▸ Document segment
Perhaps you’re currently attending high school or you’re a recent grad trying to decide whether or not you can afford college or university. Or maybe you’re enrolled at a Canadian post-secondary institution or have even finished up your undergrad. Whatever the case may be, I’m pretty sure we all agree that post-secondary education is very costly and simply put, student debt sucks. They mean that a part of our hard-earned cash that could have been spent on fun stuff like clothes and a car or necessities like rent and food, will instead go into paying off debt and possibly interest too. Gross. Just the word debt makes my stomach sink.
Ah well, such is the life of a student. According to Statistics Canada’s most recent Census, about one third of grads with bachelor’s degrees owed an average of $16,200 in government loans 2 years after graduating and 15% owed an average of $31,600 (1). That’s a lot of debt to pay off! I just noticed that so far in the Cross Canada Dialogues (CCD) survey, more than two-thirds of you guys (or 433 of you) bring in under $10,000 a year. It’s no wonder that many of us are considering the dollars and cents involved in attending a post-secondary institution. One respondent from the CCD survey wrote that “I’m debating whether to go back to school. Since I am not guaranteed a job afterwards...I worry about paying back the loan.” –Debt Debater. So far in our survey, about 72% (or 533) of you guys said that you’re having financial struggles and more than half of you indicated that you’re worried about finishing either high school or college. Wow, it sounds like a lot of us students are really feeling the pinch these days!
So how does borrowing money affect our futures? One respondent said that “There is a huge amount of debt for university students such as myself, which keeps us from saving money for the future. Because we are taking lower paying jobs (especially during the recession) it becomes harder to pay off debt.” – Feeling the Pinch.
What if you really can’t afford to pay off a loan? Well, it’s pretty tricky to simply duck out of debt, despite the Bankruptcy and Insolvency Act that offers wiping the slate clean after 5 to 7 years - that is if you can prove you’ve tried your best to repay your loan and are so strapped for cash that you honestly can’t pay it off. But for the majority of us struggling to pay back what we owe, it gets even more complicated. Something we often forget is that students start paying interest on borrowed money immediately after graduating!
Here’s what you guys had to say about paying for post-secondary school during the recession in the CCD survey:
“My greatest personal concern regarding the recession is whether or not I will be able to finish school due to tuition costs. Without making enough money at a part time job, I am unable to put aside money for university tuition and to pay off potential student loans. My fear is that I will have to drop out of my courses because I cannot afford school.” –Working To Stay Afloat
“It’s been difficult trying to get a student loan, and to afford going to college.” –Fund-less
“The greatest challenge during the recession has more been on my parents and their financial requirement to pay for my education. Feeling guilty for this burden, my thoughts have changed since the recession. My plans have changed as I too will be carrying that weight, working a full-time job and also having to take out a loan simply to pay the costs of one year, despite the scholarships I have been awarded for my hard-work and volunteer commitments.” –Held Accountable
“It’s been really hard for me to get motivated to finish my education. Post secondary education is already too expensive for me to afford and I believe the recession will hold me back from obtaining student loans or a line of credit from the bank because everyone will be applying.” –Longing for a Loan
The good news is that we have a pretty good financial aid program in Canada, which includes loan reductions, loan forgiveness and interest relief in addition to grants, bursaries and scholarships.

▸ Set task
List every name signed after a quoted survey respondent in the student debt text.

[Position annotation records]
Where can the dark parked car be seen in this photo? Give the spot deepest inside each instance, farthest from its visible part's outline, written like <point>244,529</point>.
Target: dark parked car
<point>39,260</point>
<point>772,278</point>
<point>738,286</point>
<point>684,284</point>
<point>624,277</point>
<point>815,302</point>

▸ Problem solution
Debt Debater
Feeling the Pinch
Working To Stay Afloat
Fund-less
Held Accountable
Longing for a Loan